Each record beneath this line should be returned exactly as it is.

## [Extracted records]

▬▬▬

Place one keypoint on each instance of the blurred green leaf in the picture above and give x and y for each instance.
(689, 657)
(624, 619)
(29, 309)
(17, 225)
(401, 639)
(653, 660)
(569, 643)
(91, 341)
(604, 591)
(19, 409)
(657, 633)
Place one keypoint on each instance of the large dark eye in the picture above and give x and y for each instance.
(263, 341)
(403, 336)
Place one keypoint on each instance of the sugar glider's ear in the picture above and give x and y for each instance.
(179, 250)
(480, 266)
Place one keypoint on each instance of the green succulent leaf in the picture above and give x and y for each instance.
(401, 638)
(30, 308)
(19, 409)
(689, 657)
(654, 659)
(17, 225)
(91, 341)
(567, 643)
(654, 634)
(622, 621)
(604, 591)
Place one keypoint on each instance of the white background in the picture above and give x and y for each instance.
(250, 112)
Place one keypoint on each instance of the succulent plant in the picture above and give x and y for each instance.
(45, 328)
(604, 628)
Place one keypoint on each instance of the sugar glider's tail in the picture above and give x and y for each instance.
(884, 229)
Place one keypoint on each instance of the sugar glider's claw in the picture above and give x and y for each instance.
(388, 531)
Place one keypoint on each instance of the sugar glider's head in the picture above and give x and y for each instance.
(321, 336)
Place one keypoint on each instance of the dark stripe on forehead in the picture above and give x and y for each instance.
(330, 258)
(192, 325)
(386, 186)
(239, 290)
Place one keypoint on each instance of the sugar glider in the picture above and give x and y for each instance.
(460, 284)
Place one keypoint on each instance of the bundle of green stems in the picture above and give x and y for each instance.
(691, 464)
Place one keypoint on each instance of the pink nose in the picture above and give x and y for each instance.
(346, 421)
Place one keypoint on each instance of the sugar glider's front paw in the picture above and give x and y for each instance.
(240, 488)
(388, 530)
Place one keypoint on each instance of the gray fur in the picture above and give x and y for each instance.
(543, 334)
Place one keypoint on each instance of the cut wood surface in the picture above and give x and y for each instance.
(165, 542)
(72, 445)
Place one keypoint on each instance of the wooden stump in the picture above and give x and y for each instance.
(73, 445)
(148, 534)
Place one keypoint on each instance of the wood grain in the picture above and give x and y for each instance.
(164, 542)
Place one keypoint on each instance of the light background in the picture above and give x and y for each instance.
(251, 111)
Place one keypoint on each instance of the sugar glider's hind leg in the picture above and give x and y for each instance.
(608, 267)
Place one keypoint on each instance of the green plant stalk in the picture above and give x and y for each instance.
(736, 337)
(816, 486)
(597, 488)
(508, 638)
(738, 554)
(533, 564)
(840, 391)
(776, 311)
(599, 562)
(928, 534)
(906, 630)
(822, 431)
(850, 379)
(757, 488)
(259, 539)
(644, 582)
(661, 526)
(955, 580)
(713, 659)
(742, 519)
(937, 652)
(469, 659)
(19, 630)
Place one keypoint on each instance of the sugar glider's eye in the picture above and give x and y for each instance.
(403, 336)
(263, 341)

▬▬▬

## [THE ANSWER]
Place one keypoint on each instance of the blurred green leaf in the picture above and give x and y for each instance.
(689, 657)
(624, 619)
(29, 309)
(17, 225)
(401, 639)
(653, 660)
(569, 643)
(91, 341)
(604, 591)
(19, 409)
(657, 633)
Place one keypoint on each instance of the large dark eye in the picture above and give x and y for each instance.
(263, 341)
(403, 336)
Place one keypoint on each instance of the sugar glider's ear in the picture above and give x and y for each instance.
(179, 250)
(480, 266)
Place one keypoint on each instance of the green succulent leaf in the picture above and give x and y for each instance.
(401, 638)
(30, 308)
(19, 409)
(689, 657)
(654, 659)
(17, 225)
(91, 341)
(567, 643)
(654, 634)
(622, 621)
(604, 591)
Place one keypoint on each instance of the white background in the picture above and give x and y for each instance.
(250, 112)
Place one keypoint on each instance of the succulent plant in the picture above and give x and y for each instance.
(45, 328)
(604, 628)
Place one keypoint on each instance of the sugar glider's tail in the picture above and give x and y for each instance.
(884, 229)
Place one keypoint on each instance of the sugar glider's claw in the picture above and give x and y for each instance.
(388, 531)
Place one keypoint on each instance of the sugar glider's head in the picture above and give x and y for each instance.
(321, 336)
Place one keypoint on each instance of the dark stripe on forehead in the picture above and give x and y for each instance.
(330, 258)
(192, 325)
(386, 186)
(239, 290)
Place one keypoint on each instance of the sugar glider in the picture above and give x and y for each instance.
(460, 284)
Place one keypoint on each instance of the bundle of green stems in the picture above and give x and y for each instance.
(691, 464)
Place one keypoint on each instance of the pink nose in the picture above and give x and y for each instance.
(346, 421)
Place one keypoint on each instance of the sugar glider's front paw in the picture above and give x and y for each instance.
(240, 488)
(388, 530)
Place one keypoint on each instance of the gray fur in the picture above and give x and y for each instance.
(543, 334)
Place one keypoint on each instance of the cut wood surface in the picture above and give x and y for each instance.
(165, 542)
(72, 445)
Place one keypoint on each instance of the wooden stump in the picture above and give x and y for each instance.
(73, 445)
(148, 534)
Place one keypoint on each instance of the wood grain in the picture above and give x and y for each instance.
(164, 542)
Place one keypoint on each instance of the light background in the picture above and give x and y for each instance.
(251, 111)
Place one keypoint on each instance of the sugar glider's hind leg in the picture above and give x and y for each instance.
(608, 267)
Place one keypoint on each instance of the green plant stalk in the picture above and give x and y for each instance.
(736, 337)
(816, 486)
(597, 488)
(508, 638)
(738, 554)
(533, 564)
(840, 391)
(776, 311)
(599, 562)
(928, 534)
(906, 630)
(822, 431)
(850, 379)
(757, 488)
(259, 539)
(644, 582)
(661, 526)
(955, 580)
(713, 659)
(742, 519)
(937, 652)
(469, 659)
(19, 630)
Place one keypoint on each instance of the sugar glider's eye in the picture above and give x and y for each instance.
(403, 336)
(263, 341)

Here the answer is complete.